Problem details
Count the lines in the entries below that contain the string "ymin", and reply with that number alone.

Material for this task
:::
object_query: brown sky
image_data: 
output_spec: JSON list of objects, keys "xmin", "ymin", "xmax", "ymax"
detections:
:::
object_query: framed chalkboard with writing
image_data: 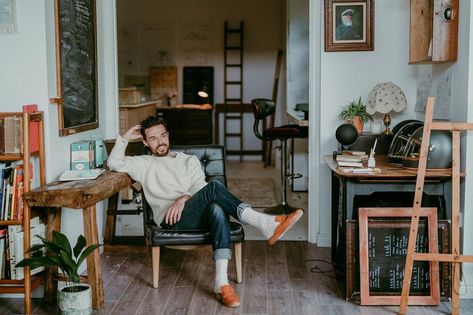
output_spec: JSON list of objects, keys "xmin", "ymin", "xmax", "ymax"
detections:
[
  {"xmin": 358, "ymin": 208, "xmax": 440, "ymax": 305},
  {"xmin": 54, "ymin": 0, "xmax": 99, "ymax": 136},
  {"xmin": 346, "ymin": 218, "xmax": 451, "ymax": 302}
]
:::
Result for this exercise
5